TASK OBJECTIVE:
Copy the data from the line that contains "the wooden table" to its last line, exactly, including both of those lines and leaving out everything before.

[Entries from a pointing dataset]

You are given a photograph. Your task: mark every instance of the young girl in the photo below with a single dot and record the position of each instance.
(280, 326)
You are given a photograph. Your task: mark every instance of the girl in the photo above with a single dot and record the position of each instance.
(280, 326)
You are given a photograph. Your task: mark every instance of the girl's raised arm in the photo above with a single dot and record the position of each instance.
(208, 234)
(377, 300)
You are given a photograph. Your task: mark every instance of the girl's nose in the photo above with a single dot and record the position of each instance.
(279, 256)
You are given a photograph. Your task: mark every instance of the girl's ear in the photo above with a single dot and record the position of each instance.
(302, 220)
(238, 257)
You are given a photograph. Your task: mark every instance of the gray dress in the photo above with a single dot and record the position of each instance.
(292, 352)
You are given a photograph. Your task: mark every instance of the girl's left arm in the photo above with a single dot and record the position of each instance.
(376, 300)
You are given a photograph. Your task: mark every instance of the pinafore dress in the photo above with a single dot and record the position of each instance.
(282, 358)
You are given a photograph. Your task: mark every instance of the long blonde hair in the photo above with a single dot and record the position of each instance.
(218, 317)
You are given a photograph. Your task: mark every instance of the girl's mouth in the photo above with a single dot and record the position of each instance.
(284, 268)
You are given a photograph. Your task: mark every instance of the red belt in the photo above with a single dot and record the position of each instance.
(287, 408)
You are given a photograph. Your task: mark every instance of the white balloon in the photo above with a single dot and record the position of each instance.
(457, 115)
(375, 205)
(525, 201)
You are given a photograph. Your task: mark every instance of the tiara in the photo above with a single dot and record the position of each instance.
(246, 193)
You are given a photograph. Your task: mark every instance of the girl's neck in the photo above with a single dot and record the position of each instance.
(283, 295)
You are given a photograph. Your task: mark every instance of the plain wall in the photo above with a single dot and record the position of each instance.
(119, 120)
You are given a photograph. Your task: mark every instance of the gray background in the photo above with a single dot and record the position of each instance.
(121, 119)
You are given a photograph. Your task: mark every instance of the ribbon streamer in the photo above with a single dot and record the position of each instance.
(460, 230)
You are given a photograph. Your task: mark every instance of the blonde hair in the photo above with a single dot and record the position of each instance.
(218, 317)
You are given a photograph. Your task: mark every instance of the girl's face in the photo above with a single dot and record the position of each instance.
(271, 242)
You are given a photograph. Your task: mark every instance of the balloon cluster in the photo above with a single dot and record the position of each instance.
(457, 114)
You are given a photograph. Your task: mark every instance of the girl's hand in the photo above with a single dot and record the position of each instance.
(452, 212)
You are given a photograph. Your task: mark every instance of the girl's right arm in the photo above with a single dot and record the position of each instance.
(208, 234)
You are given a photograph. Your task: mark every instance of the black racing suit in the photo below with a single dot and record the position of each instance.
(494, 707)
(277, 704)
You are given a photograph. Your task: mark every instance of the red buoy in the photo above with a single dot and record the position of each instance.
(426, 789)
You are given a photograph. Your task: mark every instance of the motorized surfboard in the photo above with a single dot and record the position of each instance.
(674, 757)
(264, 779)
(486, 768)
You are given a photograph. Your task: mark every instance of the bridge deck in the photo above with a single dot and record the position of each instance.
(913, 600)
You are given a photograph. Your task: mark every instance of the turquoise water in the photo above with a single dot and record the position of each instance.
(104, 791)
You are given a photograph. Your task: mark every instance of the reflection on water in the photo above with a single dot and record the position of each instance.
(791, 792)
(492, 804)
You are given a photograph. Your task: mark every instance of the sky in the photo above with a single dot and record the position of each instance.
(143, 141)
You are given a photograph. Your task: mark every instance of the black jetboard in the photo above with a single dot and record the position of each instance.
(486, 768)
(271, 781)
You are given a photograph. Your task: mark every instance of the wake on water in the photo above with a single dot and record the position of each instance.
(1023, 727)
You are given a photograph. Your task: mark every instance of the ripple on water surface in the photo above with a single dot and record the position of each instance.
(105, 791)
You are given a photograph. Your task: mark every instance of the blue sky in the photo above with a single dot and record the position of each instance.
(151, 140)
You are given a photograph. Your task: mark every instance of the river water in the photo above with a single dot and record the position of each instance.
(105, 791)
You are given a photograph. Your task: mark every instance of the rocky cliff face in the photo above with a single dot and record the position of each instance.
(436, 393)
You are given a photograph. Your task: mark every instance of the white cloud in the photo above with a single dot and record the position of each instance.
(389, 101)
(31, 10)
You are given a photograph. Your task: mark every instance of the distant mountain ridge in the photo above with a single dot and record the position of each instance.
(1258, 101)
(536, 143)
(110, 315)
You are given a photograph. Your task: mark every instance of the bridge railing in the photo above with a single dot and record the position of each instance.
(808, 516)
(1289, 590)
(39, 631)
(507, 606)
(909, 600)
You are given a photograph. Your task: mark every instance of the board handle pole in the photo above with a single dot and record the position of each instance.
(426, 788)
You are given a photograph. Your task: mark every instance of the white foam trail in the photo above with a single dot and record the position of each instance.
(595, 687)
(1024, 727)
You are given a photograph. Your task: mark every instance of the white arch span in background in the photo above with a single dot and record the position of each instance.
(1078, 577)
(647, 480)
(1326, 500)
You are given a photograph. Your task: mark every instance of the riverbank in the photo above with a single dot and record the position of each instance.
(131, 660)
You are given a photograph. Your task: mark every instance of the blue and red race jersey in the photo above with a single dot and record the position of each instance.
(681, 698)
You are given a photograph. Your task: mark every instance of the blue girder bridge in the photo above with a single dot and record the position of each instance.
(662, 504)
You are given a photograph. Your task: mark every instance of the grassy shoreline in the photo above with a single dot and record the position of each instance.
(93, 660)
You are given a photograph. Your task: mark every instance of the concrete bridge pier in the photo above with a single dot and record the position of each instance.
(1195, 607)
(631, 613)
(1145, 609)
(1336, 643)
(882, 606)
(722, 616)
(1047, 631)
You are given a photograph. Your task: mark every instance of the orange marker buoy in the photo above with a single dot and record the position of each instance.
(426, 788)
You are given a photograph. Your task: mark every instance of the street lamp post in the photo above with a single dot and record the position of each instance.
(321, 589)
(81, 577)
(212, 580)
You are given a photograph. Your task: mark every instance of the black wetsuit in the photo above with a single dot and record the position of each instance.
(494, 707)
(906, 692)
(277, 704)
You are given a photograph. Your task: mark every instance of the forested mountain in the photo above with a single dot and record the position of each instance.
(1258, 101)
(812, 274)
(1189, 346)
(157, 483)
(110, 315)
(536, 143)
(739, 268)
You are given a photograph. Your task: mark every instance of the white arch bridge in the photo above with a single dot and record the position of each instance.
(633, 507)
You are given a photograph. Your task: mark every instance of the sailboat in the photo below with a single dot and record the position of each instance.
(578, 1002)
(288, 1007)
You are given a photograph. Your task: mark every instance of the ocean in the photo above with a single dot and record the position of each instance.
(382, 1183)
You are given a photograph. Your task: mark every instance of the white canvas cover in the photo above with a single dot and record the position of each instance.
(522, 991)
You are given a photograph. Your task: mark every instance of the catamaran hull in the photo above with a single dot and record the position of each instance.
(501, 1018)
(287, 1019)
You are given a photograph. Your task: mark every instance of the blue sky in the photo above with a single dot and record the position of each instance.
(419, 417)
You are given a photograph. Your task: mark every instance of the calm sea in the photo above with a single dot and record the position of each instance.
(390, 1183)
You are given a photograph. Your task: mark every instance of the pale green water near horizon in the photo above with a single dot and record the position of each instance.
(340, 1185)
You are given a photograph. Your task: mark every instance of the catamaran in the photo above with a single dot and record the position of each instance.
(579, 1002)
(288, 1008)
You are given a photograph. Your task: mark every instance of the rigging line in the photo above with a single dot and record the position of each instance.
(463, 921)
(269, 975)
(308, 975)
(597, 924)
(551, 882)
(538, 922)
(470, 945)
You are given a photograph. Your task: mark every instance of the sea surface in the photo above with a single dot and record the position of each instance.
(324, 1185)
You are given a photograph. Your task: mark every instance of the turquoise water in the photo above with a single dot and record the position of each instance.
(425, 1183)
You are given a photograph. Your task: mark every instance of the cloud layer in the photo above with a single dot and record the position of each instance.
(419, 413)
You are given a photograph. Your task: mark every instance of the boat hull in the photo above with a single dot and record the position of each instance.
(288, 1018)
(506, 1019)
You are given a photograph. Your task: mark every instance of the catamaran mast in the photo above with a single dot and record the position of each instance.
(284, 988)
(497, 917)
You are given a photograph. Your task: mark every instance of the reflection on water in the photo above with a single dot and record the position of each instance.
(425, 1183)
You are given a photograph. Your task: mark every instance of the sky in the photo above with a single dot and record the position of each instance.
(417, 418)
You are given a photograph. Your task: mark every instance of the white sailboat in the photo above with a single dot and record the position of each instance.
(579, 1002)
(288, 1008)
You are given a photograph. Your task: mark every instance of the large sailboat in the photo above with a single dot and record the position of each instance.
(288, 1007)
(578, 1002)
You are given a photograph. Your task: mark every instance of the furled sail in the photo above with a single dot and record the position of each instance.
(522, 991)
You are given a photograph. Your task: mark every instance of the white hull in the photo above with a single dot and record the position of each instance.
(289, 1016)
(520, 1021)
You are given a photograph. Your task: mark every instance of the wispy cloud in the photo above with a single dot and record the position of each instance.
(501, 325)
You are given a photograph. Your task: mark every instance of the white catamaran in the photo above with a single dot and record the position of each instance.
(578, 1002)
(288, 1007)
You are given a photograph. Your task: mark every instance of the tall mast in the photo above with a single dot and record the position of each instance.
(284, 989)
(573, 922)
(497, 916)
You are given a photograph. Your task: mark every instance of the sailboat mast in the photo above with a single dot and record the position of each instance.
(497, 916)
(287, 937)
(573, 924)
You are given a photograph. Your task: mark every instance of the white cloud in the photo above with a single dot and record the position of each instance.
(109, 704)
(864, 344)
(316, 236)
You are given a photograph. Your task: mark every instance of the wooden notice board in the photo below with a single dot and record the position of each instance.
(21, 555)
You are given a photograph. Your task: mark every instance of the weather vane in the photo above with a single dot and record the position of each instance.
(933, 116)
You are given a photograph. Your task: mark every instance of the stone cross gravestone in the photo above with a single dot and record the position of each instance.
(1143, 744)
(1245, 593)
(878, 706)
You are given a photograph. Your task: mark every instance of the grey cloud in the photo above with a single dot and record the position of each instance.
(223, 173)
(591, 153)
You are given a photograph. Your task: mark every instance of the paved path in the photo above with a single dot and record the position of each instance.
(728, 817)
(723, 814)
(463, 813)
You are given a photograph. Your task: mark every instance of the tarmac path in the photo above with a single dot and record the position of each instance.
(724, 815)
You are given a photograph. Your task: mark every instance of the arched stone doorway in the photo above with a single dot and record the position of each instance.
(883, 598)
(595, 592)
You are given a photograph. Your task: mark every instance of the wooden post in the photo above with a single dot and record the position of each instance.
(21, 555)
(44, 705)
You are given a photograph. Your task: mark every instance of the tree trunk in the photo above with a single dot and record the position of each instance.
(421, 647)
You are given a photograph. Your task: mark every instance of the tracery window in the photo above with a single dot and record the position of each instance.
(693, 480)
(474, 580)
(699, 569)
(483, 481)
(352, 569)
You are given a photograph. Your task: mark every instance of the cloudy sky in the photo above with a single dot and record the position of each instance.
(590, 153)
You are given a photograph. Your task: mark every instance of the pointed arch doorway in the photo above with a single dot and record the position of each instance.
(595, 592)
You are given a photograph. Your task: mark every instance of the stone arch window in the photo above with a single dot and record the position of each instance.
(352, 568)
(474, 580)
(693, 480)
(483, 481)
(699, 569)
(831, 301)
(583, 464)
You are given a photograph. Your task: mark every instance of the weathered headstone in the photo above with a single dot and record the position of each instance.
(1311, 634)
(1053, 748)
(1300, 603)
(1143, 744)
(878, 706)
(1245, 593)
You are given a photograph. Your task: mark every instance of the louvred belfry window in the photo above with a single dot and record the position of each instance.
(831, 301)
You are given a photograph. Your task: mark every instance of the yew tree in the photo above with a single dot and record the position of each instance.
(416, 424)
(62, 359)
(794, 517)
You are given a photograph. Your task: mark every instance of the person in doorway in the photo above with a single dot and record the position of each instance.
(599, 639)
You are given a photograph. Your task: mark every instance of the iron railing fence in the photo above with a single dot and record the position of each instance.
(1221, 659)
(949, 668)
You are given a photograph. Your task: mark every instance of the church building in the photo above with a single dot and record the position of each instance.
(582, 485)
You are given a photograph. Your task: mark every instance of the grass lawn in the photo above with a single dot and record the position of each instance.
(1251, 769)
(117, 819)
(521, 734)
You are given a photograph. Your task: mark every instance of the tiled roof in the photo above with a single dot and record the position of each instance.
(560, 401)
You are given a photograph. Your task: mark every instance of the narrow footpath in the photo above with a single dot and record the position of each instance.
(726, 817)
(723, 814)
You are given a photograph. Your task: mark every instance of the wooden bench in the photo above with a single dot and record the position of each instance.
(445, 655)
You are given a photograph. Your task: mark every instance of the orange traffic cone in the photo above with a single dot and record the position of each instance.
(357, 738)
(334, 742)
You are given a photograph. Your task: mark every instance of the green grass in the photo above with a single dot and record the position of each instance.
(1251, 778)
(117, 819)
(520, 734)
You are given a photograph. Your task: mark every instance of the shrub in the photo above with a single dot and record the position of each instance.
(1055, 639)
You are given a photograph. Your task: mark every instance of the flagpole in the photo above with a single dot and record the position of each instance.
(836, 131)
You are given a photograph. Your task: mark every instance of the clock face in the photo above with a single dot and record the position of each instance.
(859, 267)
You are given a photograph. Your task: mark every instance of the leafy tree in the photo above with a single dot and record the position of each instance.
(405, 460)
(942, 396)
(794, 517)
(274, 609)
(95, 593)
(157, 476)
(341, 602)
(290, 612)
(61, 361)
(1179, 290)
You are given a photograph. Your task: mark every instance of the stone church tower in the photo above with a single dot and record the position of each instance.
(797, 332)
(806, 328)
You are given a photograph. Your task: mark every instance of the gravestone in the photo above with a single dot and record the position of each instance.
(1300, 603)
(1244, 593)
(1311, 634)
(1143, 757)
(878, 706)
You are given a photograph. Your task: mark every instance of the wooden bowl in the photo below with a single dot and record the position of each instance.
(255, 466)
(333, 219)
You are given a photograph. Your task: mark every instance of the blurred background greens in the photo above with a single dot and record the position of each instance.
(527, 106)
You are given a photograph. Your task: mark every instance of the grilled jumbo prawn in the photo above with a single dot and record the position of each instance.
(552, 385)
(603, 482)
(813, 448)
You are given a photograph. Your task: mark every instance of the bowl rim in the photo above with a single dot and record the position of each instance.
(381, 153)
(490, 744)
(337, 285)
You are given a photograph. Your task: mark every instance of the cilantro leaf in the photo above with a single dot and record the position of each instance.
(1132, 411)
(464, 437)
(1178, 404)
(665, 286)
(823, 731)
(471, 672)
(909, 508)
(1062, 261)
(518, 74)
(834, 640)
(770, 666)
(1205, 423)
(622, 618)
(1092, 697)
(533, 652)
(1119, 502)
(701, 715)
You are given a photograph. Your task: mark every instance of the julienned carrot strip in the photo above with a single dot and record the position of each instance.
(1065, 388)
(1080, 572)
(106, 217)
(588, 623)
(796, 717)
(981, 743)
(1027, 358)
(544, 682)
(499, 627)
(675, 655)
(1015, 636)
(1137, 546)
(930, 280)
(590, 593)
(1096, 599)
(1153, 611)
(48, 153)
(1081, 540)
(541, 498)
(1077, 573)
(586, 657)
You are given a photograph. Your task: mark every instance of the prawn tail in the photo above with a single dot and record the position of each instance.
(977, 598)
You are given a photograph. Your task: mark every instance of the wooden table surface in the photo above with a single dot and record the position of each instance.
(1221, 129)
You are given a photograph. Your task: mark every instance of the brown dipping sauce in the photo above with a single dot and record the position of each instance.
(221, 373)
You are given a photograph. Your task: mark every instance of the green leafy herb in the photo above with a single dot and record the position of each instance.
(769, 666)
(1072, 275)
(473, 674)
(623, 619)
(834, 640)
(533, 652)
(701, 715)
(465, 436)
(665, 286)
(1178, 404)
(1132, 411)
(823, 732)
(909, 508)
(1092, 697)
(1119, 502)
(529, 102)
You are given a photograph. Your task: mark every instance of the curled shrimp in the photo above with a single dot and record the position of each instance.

SOLUTION BELOW:
You are given a photograph. Your task: mark every instance of the wooden table surface in the photo above with a single dot and record the position of each instance.
(1221, 129)
You are given a photograph. Your task: mark every instance of the brown dipping sauce in the photo above with a single dot and record the position of each instance.
(221, 373)
You are given a photograph. Your task: mark every instance of the green leafy herb in the photo above with a single dot and record the position of each instance.
(769, 666)
(1072, 275)
(473, 674)
(623, 619)
(834, 640)
(533, 652)
(701, 715)
(465, 436)
(665, 286)
(1178, 404)
(1132, 411)
(823, 732)
(909, 508)
(1092, 697)
(1119, 502)
(529, 102)
You are given a photograph. Your task: mark every instance of the curled shrimp in the photo above with a single dot and record the position of each instance.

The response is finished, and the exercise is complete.